- [Your objective]: Return, exactly and in full, the lines of the records below starting at the one with "the white bowl" and ending at the one with "of the bowl", and no other lines.

- [Dataset]:

((

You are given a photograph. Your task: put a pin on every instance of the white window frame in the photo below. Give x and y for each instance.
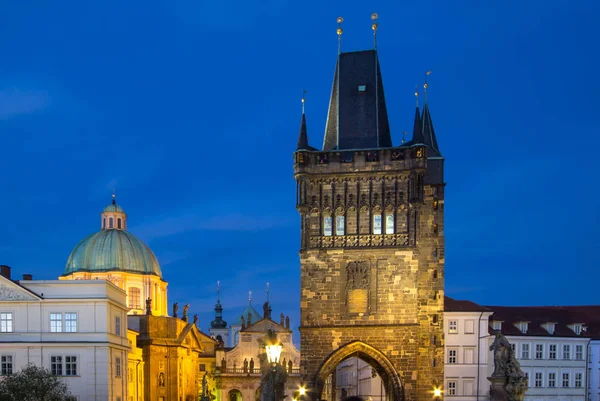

))
((

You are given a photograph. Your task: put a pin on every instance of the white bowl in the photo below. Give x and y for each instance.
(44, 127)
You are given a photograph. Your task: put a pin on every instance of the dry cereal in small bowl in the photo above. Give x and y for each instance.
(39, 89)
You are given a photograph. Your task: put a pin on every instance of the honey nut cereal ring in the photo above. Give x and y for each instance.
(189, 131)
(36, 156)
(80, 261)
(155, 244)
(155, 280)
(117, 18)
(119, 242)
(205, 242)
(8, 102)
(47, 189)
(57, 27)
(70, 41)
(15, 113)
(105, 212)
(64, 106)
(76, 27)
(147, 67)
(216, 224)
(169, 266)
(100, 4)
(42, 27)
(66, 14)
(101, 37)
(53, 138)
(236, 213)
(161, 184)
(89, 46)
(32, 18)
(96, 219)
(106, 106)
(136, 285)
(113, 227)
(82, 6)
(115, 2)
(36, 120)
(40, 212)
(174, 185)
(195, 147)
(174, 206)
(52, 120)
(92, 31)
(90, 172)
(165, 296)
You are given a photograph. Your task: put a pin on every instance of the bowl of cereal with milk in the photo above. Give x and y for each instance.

))

- [Result below]:
You are given a photograph. Your task: put a pin on every instance of the white bowl in the photo below. Give x and y for each instance.
(44, 127)
You are given a photograph. Your task: put a pin on every instance of the dry cereal in small bowl in the photo above. Give x and y for each instance.
(39, 89)
You are given a photograph. Your task: put a pin on every instance of the honey nut cereal ring in the photo above. Give x and y for each instance.
(189, 131)
(36, 156)
(80, 261)
(155, 244)
(155, 280)
(117, 18)
(119, 242)
(205, 242)
(8, 102)
(47, 189)
(57, 27)
(70, 41)
(15, 113)
(105, 212)
(64, 106)
(76, 27)
(147, 67)
(216, 224)
(169, 266)
(100, 4)
(42, 27)
(66, 14)
(101, 37)
(53, 138)
(236, 213)
(161, 184)
(89, 46)
(32, 18)
(96, 219)
(106, 106)
(136, 285)
(113, 227)
(82, 6)
(115, 2)
(36, 120)
(40, 212)
(174, 185)
(195, 147)
(174, 206)
(52, 120)
(92, 31)
(90, 172)
(165, 296)
You are given a photograph. Your task: put a pin on every instance of the bowl of cereal with milk in the photo above. Give x and y for each instance.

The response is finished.